# Excerpted text
---
Deep Neural Radiance Field-based 3D Volumetric Video Capture, Rendering, and Streaming Website

Overview:

A user scans the 3D environment he wants to store, as a video capturing it from different viewing angles. He can use multiple cameras to capture more information about the environment like actions. We use artificial intelligence to reconstruct and encode the 3D environment using the different videos captured by the user. Unlike other methods which use laser or depth sensors to estimate point clouds, we just use the scanned RGB monocular videos to reconstruct the environment. Finally, this captured 3D environment is viewed using a VR headset in a 360-degree stereoscopic panorama. A stereoscopic photo is a pair of images, taken simultaneously with two lenses placed like our eyes, about 65 mm apart and looking in the same direction. When presented to the two eyes by a stereoscope, these images give most people the impression of seeing a 3D space. A stereoscopic panorama is a pair of 360-degree images, which when viewed with synchronized pano viewers (like a VR headset) presents a stereo pair. Further, as the user moves around in the environment, we generate the corresponding stereo pair based on the user position to give the user an immersive 3D experience

Modules: details

Multi-view capture system

Split neural encoder, renderer and compositor

360 Stereo video encoder

Folder structure:

Pre-processing:

iPhone:
Colmap - Used code from nerf++. The input video is pre-processed by splitting into multiple images and the corresponding camera parameters are estimated. The folder has utilities that help in this estimation

Encoder:

nerf-pytorch - Pytorch implementation of nerf code taken from nerf-pytorch
nerfplusplus - Pytorch implementation of nerf code taken from nerf++
nerf_roxel - Proposed voxel based nerf for capturing the whole scene

VR endpoint:

stereo_photo_app - Unity application for receiving 360-degree panorama stereo photos and displaying them on a VR headset. Currently using Occulus 2

Task list:

Stage 2

Check the detailed architecture for the current implementation
Dataloader and feature extractor module based on depth - 1 day - Done
Data generation using iPhone/iPad Pro - 0.5 day - Done
Inverse depth space nerf++ renderer - 1 day
Training loop for non-rigid neural renderer - 2 days - Done
- 3D sparse convolution
- raycasting based rendering using volumetric prediction head
- Dataloader and cost function implementation
Testing and Debugging (Completion of basic pipeline) - 2 days
Experiment with surface prediction head - 2 day
Non-rigid volume renderer - 3 days
- Pose estimation using LiDAR
- Volume feature generator using ray triangle intersection
- Testing and Debugging
Unity VR application using hand gestures and locomotion - 3 days

Stage 1

Individual modules are available for each module
Implemented a end to end pipeline from capturing a video to rendering it and visualizing the output using a VR headset
Baseline modules used:
- Colmap: To learn camera parameters
- Nerf++: Encoding unbound scenes using an inverted sphere parameterization
- Unity Oculus VR App: Rendering Stereo 360 degree panoroma images at different camera positions
Learnings:
- Colmap takes exponentially more time to identify camera parameters when the number of images to be registered are large. The mapper module spends 17 minutes for 200 odd images and this increases to 1-2 hours with 500 images and larger dimension
- Training time for Nerf++ - Takes 18-24 hours on a 4 GPU system
- Slow inference times - 14 seconds per 4000x4000 dimension image (top bottom stereo)
---
# Problem set
a. Reproduce word for word the passage of the volumetric video project description starting with "Individual modules are" and going on through "(top bottom stereo)".
b. In the Stage 2 task list of the volumetric video project description, which tasks are marked "Done"? Give each one's name without its time estimate.
c. Write what comes next in the volumetric video project description, picking up after its final line.

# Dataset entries
---
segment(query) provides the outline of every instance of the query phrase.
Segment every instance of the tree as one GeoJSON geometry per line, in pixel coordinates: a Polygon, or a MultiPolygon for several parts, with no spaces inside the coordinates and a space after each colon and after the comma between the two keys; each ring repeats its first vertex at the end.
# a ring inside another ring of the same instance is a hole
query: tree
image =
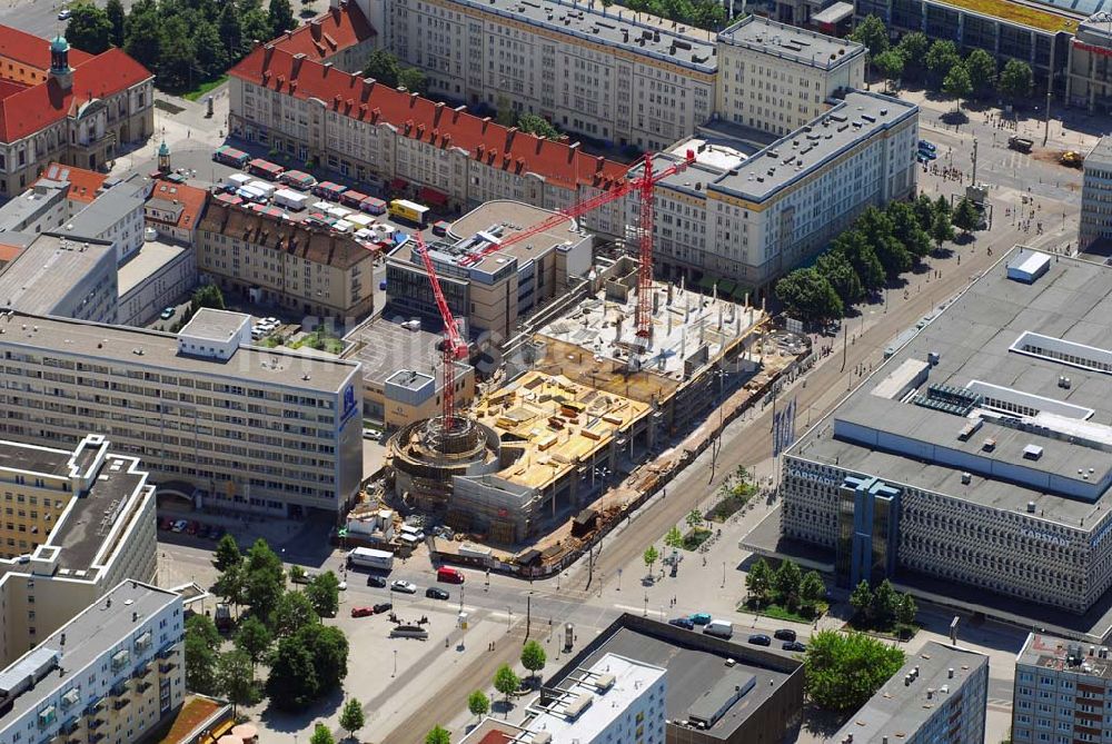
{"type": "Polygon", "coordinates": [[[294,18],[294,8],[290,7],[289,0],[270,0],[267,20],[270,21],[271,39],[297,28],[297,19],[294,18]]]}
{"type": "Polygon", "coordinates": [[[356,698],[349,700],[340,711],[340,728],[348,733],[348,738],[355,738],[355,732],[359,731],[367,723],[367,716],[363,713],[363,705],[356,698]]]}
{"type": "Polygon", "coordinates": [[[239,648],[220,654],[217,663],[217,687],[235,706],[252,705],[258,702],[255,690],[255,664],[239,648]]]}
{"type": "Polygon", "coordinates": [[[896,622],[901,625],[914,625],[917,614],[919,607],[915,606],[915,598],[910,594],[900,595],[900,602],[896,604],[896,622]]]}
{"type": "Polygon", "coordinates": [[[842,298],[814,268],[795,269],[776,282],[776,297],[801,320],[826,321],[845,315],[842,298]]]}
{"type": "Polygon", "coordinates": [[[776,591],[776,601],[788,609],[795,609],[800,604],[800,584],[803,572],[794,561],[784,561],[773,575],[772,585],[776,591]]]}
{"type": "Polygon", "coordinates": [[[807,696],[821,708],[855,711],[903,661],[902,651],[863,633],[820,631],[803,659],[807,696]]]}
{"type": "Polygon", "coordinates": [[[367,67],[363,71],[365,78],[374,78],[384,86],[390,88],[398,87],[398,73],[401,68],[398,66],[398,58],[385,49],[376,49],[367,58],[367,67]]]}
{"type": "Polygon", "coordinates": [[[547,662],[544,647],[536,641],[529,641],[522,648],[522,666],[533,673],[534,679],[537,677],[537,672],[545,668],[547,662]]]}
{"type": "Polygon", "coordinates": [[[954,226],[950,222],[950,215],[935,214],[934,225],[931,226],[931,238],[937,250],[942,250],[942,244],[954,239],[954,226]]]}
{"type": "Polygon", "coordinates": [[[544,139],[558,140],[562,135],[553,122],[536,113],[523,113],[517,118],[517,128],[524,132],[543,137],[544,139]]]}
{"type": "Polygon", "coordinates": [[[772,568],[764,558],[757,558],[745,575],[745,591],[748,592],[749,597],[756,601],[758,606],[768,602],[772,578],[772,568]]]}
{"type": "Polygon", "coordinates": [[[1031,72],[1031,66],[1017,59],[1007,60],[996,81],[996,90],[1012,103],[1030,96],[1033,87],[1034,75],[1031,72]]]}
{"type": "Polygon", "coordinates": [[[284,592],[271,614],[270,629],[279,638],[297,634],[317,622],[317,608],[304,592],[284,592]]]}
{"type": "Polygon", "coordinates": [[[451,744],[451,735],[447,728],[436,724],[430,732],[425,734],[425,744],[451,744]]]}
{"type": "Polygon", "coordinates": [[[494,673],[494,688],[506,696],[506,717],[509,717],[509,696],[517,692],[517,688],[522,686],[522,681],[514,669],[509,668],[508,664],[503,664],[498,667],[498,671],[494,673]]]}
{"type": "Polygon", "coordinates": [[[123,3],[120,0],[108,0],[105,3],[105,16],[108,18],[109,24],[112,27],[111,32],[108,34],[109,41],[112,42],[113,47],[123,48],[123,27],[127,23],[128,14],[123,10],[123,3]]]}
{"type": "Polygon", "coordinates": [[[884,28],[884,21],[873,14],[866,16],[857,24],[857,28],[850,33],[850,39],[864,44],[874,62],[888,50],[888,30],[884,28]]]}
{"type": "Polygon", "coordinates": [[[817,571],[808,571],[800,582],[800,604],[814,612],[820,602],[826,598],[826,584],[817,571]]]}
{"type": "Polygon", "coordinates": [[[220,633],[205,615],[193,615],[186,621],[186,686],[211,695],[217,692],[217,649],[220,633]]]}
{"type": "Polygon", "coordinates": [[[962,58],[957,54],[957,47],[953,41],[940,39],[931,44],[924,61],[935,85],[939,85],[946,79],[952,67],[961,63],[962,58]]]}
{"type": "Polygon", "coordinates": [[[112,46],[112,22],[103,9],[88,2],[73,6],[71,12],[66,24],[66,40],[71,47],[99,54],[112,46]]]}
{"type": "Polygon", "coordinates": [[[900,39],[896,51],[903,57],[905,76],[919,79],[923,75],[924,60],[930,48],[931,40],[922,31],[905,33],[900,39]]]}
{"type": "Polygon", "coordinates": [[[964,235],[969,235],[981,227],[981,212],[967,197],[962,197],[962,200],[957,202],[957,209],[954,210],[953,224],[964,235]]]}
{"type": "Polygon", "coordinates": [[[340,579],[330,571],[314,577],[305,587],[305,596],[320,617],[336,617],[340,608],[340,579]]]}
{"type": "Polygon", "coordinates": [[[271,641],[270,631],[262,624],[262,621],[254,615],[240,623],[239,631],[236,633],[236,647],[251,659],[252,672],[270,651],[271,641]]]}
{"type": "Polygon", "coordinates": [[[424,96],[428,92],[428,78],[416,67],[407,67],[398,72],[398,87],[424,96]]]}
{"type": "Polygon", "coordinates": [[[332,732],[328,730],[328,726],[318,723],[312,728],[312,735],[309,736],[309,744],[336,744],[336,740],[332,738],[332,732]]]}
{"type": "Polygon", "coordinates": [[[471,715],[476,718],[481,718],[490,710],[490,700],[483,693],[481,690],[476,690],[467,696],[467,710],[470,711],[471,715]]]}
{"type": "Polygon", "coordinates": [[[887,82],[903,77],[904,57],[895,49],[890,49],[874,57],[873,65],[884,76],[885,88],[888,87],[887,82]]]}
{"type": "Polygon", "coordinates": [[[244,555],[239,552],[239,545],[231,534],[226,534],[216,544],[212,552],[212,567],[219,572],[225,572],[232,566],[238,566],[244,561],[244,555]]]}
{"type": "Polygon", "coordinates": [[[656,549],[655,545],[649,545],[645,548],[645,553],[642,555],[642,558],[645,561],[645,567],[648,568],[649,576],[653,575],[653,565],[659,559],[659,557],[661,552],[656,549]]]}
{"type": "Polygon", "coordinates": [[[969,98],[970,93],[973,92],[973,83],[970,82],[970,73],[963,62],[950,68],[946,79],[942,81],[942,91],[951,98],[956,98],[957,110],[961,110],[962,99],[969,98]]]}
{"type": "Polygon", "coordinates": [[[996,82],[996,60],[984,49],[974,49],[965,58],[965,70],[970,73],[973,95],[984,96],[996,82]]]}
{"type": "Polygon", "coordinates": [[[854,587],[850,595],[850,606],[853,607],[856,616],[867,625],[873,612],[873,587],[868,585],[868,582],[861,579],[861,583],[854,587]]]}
---
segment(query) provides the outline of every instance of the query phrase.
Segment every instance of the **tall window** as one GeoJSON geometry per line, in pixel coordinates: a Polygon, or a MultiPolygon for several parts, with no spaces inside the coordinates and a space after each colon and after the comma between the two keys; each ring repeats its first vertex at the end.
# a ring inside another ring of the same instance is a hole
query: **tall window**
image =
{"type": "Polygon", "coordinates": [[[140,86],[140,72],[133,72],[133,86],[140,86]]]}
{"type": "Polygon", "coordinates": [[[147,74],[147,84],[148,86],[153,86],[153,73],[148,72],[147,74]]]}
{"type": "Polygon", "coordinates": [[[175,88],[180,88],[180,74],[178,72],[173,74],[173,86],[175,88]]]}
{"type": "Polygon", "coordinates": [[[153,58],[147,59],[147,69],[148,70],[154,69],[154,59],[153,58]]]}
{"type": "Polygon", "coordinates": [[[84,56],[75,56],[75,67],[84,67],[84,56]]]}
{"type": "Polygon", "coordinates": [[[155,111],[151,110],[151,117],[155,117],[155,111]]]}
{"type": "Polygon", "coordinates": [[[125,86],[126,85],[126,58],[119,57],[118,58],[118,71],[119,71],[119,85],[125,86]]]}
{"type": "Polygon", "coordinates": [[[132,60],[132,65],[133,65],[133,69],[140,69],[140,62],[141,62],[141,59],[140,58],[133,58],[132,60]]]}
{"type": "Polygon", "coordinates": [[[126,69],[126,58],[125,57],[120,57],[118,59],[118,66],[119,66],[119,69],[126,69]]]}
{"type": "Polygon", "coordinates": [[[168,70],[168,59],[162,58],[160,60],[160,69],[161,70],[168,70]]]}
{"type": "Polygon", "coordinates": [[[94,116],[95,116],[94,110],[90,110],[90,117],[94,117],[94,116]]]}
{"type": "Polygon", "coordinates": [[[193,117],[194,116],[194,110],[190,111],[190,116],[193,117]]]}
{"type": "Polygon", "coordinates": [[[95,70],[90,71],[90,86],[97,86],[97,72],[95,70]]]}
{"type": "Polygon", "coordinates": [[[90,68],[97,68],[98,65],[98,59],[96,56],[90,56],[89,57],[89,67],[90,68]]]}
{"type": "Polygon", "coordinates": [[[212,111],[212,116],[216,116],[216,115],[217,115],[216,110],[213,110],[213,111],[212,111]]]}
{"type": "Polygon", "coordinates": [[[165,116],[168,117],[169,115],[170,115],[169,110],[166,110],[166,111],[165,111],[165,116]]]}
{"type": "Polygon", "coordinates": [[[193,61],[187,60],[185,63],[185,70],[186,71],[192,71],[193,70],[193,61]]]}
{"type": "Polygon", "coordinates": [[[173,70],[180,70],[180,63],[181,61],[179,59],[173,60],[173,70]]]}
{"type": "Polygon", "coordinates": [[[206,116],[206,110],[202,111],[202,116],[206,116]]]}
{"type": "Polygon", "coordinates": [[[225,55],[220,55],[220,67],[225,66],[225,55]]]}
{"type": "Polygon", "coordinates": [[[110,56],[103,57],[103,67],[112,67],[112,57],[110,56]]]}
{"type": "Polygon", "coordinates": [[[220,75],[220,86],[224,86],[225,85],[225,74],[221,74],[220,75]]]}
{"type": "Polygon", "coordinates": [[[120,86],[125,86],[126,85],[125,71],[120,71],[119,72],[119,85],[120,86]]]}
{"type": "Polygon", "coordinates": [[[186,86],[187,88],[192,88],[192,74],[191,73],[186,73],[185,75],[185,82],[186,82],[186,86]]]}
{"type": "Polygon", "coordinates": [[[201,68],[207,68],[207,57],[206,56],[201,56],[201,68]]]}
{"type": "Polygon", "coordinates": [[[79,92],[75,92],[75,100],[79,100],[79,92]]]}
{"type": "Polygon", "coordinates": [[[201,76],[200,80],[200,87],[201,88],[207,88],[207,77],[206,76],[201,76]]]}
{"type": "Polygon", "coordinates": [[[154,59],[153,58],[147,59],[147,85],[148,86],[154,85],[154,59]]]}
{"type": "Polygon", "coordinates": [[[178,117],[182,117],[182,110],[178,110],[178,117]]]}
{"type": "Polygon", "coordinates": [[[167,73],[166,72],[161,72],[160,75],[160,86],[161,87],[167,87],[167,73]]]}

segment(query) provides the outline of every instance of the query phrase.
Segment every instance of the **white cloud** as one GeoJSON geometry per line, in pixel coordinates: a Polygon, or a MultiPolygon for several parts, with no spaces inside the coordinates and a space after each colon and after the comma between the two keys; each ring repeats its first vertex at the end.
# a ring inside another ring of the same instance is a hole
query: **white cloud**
---
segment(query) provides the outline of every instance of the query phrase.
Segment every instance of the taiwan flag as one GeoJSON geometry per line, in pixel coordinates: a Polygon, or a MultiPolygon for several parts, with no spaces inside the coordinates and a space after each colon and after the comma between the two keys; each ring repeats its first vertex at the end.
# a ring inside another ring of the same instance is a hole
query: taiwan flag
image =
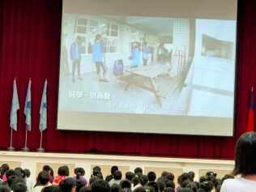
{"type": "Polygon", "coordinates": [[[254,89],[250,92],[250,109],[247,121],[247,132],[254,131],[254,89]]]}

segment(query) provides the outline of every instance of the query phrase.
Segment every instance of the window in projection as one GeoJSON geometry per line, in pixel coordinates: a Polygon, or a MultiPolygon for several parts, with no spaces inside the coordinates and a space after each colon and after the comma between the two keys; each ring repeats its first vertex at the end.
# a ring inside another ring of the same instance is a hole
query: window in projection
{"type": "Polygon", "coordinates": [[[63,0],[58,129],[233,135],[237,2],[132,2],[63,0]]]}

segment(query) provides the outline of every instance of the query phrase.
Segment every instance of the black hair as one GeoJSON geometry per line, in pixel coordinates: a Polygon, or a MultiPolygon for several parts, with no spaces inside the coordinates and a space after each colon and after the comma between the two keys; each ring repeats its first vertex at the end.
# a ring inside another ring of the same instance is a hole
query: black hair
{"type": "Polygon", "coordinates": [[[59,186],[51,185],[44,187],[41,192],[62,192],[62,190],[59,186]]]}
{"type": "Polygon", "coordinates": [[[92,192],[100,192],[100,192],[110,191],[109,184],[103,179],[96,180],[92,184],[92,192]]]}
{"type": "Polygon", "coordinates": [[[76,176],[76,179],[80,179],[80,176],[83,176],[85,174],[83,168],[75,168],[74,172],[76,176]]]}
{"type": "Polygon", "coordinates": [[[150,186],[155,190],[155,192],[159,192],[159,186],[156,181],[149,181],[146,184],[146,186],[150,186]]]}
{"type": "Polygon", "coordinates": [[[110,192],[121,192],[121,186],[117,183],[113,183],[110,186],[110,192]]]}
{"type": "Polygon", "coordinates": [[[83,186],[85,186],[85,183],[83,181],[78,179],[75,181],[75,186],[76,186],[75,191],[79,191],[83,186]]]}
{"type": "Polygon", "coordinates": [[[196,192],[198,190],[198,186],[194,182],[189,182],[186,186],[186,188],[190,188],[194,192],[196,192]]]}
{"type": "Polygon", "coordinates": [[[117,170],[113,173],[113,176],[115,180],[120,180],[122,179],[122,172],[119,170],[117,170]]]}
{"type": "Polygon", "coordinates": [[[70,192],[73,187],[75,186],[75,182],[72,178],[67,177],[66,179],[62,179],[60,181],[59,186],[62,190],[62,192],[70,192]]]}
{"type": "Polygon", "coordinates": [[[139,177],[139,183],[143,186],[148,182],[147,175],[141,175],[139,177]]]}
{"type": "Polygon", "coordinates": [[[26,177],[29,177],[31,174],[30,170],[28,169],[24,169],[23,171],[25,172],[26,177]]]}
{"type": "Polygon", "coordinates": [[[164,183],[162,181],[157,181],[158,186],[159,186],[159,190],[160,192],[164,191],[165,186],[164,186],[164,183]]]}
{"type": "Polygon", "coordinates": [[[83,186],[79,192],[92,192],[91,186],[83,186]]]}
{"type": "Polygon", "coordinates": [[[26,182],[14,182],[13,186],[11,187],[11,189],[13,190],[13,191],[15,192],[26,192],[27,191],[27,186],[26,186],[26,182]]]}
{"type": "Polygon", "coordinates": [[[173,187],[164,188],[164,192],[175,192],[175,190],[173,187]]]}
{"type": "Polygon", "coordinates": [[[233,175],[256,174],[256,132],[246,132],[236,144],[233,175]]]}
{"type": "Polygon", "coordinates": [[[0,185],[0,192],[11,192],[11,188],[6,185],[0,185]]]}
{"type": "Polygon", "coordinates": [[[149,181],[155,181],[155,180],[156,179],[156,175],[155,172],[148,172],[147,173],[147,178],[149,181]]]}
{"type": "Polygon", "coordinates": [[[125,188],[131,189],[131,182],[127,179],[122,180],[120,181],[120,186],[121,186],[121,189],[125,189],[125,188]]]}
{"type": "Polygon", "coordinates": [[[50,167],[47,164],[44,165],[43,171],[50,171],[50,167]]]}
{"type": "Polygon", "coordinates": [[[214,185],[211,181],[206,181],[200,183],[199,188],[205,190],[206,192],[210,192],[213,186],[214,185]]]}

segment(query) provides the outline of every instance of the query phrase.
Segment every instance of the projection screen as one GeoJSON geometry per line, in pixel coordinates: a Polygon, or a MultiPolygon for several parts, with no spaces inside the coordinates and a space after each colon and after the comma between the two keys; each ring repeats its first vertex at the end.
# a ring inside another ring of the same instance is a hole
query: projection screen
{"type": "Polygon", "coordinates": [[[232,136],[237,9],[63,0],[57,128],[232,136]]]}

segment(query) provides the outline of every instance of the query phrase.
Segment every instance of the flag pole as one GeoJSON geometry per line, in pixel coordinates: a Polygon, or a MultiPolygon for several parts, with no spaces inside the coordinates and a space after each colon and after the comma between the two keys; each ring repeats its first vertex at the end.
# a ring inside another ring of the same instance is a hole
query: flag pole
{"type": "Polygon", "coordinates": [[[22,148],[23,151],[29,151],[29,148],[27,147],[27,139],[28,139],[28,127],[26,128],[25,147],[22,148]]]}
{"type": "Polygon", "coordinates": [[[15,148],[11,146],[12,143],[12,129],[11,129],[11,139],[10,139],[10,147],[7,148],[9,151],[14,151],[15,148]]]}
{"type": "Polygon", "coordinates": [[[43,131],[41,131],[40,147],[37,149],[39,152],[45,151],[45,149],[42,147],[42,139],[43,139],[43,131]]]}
---
# Final results
a.
Individual modules are available for each module
Implemented a end to end pipeline from capturing a video to rendering it and visualizing the output using a VR headset
Baseline modules used:
- Colmap: To learn camera parameters
- Nerf++: Encoding unbound scenes using an inverted sphere parameterization
- Unity Oculus VR App: Rendering Stereo 360 degree panoroma images at different camera positions
Learnings:
- Colmap takes exponentially more time to identify camera parameters when the number of images to be registered are large. The mapper module spends 17 minutes for 200 odd images and this increases to 1-2 hours with 500 images and larger dimension
- Training time for Nerf++ - Takes 18-24 hours on a 4 GPU system
- Slow inference times - 14 seconds per 4000x4000 dimension image (top bottom stereo)

b.
- Dataloader and feature extractor module based on depth
- Data generation using iPhone/iPad Pro
- Training loop for non-rigid neural renderer

c.
Using 360 degree panoroma stereo may not work. So initially try just planar stereo like the demo videos
End to end pipeline with best qualities picked from different NeRF/MVS implementation
Reduce the time across the whole pipeline. Major bottlenecks:
- Colmap based structure from motion (SfM) estimation
- Overfitting the NeRF module with excessive input views
- Depth estimation for feature mapping and dense voxel processing over the whole volume
The whole pipeline is implemented in Neural radiance field based solution

Stage 0

The encoding (or storage) is time-consuming since it depends on the training time which is at present in the order of hours
The streaming delay would still be significant since it is done through the cloud

Update website with the implementation details: Current Baseline and Pitfalls

Colmap Nerf++ Inference times Training times Time taken at each stage

https://www.cs.cornell.edu/~zl548/NSFF/ - Neural Scene Flow Fields for Space-Time View Synthesis of Dynamic Scenes - Storing the video in neural network

Proposed solution:

An unifying architecture which combines the capabilities of NeRF and 3D convolutions??

Input dimension: 3840x2160, 1920x1440

How is my method different from the earlier methods

Trying to uses 2D features say from ResNet so there is a prior and so can learn faster
Bayesian optimization since inference times are faster we can estimate where there are less quality and
Since we are using 2D features probably this will generalize across all the outputs
Other than this we have removed the dependency on Colmap, and depth estimation for ray intersection with voxel or SMPLX since we are using Lidar and camera paramters from iPad Pro data

Distributed Communication: https://pytorch.org/docs/stable/distributed.html https://pytorch.org/tutorials/intermediate/dist_tuto.html https://pytorch.org/tutorials/beginner/dist_overview.html

Generating features directly from 2D images:
Using 3D convolution and nerf together
MVSNeRF :
Neural Body : 3D sparse convolution
Can features be generated for Neural body too by convolution

Generate an initial estimate of the scene using NeRF to identify the object boundaries: Empty Space Skipping:

Use sparsity prior in PlenOctree and try learning those regions more with higher priority
Opacity Regularization using Cauchy loss during training: [Baking Neural Radiance Fields for Real-Time View Synthesis]

Early Ray Termination:

Can sigma value at voxel level be used as a probability distribution for sampling rays?

Would adding a neural network at the voxel level increase the quality of the output rendering at the expense of (like NSVF)?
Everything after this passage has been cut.